PROVIDED DATA:
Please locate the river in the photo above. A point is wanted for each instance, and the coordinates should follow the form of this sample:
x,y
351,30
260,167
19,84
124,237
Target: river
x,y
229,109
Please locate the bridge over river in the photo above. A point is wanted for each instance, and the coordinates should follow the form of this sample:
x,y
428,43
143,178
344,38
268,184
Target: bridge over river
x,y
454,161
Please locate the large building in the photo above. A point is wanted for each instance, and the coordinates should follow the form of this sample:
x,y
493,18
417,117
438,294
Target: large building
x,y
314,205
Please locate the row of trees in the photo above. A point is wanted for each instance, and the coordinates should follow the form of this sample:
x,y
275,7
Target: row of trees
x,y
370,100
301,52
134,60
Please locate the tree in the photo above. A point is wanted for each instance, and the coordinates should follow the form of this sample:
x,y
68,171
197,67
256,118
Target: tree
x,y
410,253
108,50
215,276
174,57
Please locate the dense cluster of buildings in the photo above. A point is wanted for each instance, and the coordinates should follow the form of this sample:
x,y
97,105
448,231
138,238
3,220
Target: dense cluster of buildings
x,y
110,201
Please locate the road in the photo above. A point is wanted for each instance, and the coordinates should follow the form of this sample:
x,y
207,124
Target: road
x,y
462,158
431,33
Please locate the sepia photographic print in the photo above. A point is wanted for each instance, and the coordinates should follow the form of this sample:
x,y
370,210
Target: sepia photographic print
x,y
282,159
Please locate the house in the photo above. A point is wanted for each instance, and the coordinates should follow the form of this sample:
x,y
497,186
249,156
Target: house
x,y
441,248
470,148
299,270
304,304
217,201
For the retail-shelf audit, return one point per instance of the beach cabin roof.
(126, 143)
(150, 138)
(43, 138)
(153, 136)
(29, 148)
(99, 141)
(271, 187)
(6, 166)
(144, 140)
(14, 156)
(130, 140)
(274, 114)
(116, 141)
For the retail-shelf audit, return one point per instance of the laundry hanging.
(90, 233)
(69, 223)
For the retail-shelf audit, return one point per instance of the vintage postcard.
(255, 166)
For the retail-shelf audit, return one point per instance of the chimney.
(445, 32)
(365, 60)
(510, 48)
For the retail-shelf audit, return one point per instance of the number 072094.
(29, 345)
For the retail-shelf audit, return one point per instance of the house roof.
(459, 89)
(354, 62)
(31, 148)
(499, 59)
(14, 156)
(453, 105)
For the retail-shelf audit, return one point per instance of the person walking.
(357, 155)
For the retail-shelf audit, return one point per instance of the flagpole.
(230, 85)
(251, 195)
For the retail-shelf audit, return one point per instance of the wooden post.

SHORT TASK: Put the lines from the one containing "the laundry hanging." through the end of the records into a Markdown table with the columns Row and Line, leaving out any blank lines.

WRITTEN RESPONSE:
| Row | Line |
|---|---|
| 1 | For the retail-shelf audit, return one point per instance of the laundry hanging. |
| 2 | (90, 233) |
| 3 | (69, 223) |
| 4 | For the retail-shelf audit, return one point per instance of the vintage postcard. |
| 5 | (255, 166) |
| 6 | For the retail-shelf audit, return one point per instance of the chimney. |
| 7 | (445, 32) |
| 8 | (365, 60) |
| 9 | (510, 48) |
| 10 | For the retail-shelf audit, return one point per instance of the number 072094. |
| 11 | (29, 345) |
| 12 | For the retail-shelf audit, return one point per instance of the house roof. |
| 13 | (459, 89) |
| 14 | (354, 62) |
| 15 | (31, 148) |
| 16 | (499, 59) |
| 17 | (14, 156) |
| 18 | (453, 105) |
| 19 | For the retail-shelf audit, return one point per instance of the person walking. |
| 20 | (357, 155) |
| 21 | For the retail-shelf audit, return one point per instance of the flagpole. |
| 22 | (230, 85) |
| 23 | (251, 195) |
| 24 | For the retail-shelf audit, return one point per instance of the wooden post. |